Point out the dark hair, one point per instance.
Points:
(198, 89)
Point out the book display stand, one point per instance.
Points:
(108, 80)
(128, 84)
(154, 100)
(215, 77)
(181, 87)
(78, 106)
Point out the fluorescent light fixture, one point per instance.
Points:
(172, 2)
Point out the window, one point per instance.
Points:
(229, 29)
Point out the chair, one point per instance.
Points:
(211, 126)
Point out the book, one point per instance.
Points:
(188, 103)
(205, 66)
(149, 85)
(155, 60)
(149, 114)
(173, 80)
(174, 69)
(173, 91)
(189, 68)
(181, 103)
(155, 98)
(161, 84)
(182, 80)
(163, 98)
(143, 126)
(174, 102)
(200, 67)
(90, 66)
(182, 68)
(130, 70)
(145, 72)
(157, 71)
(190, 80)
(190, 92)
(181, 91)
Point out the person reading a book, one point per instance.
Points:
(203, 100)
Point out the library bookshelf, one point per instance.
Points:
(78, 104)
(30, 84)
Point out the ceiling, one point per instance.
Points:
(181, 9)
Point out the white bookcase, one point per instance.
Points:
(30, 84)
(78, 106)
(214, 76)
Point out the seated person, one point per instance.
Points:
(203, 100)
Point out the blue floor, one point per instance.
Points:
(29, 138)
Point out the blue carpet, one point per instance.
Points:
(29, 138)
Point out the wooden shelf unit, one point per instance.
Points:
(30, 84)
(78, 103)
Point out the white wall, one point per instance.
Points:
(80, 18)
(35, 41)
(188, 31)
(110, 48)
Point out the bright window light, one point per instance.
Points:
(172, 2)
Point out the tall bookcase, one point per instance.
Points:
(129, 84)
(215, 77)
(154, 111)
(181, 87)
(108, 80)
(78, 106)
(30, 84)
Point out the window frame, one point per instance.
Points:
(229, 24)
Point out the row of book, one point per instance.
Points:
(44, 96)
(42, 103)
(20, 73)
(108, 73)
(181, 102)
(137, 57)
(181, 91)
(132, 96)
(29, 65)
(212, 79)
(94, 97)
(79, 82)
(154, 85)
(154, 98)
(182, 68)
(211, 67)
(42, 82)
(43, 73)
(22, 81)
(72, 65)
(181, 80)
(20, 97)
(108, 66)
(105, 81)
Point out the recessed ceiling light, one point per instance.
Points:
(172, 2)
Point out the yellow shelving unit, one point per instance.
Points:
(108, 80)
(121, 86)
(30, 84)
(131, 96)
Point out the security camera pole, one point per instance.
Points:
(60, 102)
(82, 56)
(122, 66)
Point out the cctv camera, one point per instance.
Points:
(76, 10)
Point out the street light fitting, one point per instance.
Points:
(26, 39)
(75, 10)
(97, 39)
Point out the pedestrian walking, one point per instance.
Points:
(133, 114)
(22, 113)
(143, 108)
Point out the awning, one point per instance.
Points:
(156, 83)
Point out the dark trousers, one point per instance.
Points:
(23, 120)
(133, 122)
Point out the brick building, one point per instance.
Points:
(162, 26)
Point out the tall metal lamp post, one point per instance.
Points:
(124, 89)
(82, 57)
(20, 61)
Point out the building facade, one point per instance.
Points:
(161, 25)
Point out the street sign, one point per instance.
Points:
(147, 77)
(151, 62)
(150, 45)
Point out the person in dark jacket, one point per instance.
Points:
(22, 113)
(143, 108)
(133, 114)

==

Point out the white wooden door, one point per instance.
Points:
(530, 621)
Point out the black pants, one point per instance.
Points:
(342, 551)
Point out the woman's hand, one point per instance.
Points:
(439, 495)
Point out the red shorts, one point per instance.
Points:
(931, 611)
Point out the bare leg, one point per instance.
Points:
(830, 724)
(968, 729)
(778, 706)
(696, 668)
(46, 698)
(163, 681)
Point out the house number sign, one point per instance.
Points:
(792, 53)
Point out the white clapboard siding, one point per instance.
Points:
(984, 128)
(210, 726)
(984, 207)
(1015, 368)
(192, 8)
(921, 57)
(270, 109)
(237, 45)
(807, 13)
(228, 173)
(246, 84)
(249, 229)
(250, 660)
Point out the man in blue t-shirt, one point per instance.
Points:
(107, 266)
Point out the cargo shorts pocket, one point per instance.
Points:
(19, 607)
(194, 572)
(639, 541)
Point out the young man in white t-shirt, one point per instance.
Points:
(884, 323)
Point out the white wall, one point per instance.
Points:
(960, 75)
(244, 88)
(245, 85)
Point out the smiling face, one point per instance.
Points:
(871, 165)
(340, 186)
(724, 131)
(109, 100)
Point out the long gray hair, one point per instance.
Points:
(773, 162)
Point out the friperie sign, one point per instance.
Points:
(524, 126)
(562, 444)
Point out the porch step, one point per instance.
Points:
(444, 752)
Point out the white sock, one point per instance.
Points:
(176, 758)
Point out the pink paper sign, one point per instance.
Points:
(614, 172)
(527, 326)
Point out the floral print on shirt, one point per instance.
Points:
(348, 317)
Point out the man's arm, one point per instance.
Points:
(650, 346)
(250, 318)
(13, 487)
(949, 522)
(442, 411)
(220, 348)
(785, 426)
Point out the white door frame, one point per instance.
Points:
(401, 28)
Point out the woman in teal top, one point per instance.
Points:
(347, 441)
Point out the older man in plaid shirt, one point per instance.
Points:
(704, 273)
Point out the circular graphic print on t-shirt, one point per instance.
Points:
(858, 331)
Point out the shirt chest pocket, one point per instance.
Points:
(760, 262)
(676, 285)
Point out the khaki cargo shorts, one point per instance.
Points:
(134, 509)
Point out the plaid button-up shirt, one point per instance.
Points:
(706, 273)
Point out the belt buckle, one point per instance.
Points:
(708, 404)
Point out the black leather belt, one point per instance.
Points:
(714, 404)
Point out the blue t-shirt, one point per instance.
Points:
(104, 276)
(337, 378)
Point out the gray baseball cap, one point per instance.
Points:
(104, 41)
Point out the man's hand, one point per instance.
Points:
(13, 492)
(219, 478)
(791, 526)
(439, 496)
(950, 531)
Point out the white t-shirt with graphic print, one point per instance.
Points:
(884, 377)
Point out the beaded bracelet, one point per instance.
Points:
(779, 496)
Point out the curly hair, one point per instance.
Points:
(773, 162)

▶ [ASSIGNMENT]:
Tell how many lines above contain the word "camera". Give the number alone.

▶ [ANSWER TO THIS EXERCISE]:
2